• Selection
▼

I keep them at 84 F, but they do just fine at cooler temps as well.
As for max size they top out right around 4 inches. They don't get HUGE. Lol


----------



## SeaHorse_Fanatic (Apr 22, 2010)

Gorgeous fish. Would love to get these but have to wait till my wife lets me upgrade our fw planted tank I expect you'll have more in the future eh Dave?


----------



## 2wheelsx2 (Apr 21, 2010)

Very nice Dave. I've seen these in person and they are spectacular.


----------



## davej (Apr 28, 2010)

SeaHorse_Fanatic said:


> Gorgeous fish. Would love to get these but have to wait till my wife lets me upgrade our fw planted tank I expect you'll have more in the future eh Dave?


Yup, these ones that are a respectable size are almost all spoken for, but should have more available in the spring.


----------



## davej (Apr 28, 2010)

▲

• Stated problem 1
Write out the part of the fish thread starting at "## SeaHorse_Fanatic (Apr" and ending at "they are spectacular.".
• Stated problem 2
In the fish thread, what maximum size do the fish reach?

• Information supplied
▼

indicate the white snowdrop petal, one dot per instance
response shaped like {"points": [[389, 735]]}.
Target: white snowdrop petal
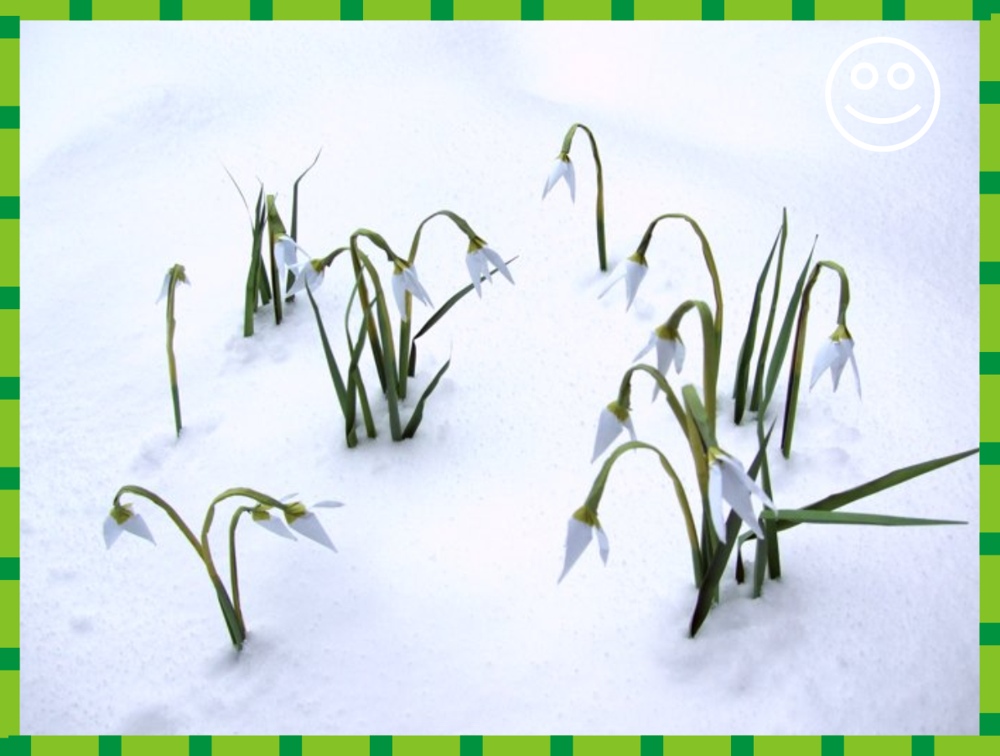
{"points": [[472, 262], [112, 531], [826, 356], [308, 525], [494, 257], [276, 526], [137, 526], [578, 536], [608, 429], [603, 544]]}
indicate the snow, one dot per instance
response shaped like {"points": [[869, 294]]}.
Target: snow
{"points": [[440, 611]]}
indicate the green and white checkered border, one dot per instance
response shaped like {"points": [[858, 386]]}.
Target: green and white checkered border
{"points": [[12, 12]]}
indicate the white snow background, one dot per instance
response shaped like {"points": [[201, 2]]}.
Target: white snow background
{"points": [[440, 613]]}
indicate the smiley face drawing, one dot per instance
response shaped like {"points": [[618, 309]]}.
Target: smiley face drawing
{"points": [[882, 94]]}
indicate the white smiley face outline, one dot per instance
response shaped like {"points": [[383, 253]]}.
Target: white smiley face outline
{"points": [[871, 83]]}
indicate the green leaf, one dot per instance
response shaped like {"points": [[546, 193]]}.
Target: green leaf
{"points": [[796, 516], [697, 411], [784, 335], [758, 381], [253, 274], [443, 309], [746, 349], [331, 362], [759, 565], [418, 411], [708, 587], [889, 480], [295, 197]]}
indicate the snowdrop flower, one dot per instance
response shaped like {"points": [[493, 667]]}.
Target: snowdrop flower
{"points": [[579, 534], [404, 279], [263, 518], [561, 169], [834, 356], [728, 481], [123, 519], [669, 350], [308, 273], [287, 250], [305, 523], [181, 276], [633, 271], [479, 259], [614, 418]]}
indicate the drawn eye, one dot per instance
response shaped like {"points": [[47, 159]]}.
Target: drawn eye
{"points": [[900, 67], [856, 80]]}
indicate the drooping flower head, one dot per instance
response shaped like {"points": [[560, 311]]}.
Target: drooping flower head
{"points": [[633, 270], [562, 168], [728, 481], [613, 420], [669, 351], [308, 273], [404, 279], [833, 356], [305, 523], [479, 259], [123, 519]]}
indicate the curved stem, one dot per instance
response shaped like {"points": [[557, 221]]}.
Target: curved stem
{"points": [[237, 630], [387, 354], [597, 491], [234, 582], [798, 353], [706, 250], [625, 389], [373, 338], [404, 328], [567, 143], [710, 342], [171, 512]]}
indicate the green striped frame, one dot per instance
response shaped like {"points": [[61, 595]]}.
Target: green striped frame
{"points": [[12, 743]]}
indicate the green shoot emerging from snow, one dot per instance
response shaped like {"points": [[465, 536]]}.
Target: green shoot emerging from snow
{"points": [[174, 276], [721, 478], [562, 168]]}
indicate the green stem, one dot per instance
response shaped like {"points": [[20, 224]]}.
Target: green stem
{"points": [[237, 630], [710, 343], [597, 491], [373, 337], [567, 142], [175, 273], [387, 353], [798, 353], [275, 229]]}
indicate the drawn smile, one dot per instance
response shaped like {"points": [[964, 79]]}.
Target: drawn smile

▲

• Written reply 1
## SeaHorse_Fanatic (Apr 22, 2010)

Gorgeous fish. Would love to get these but have to wait till my wife lets me upgrade our fw planted tank I expect you'll have more in the future eh Dave?


----------



## 2wheelsx2 (Apr 21, 2010)

Very nice Dave. I've seen these in person and they are spectacular.

• Written reply 2
They top out right around 4 inches.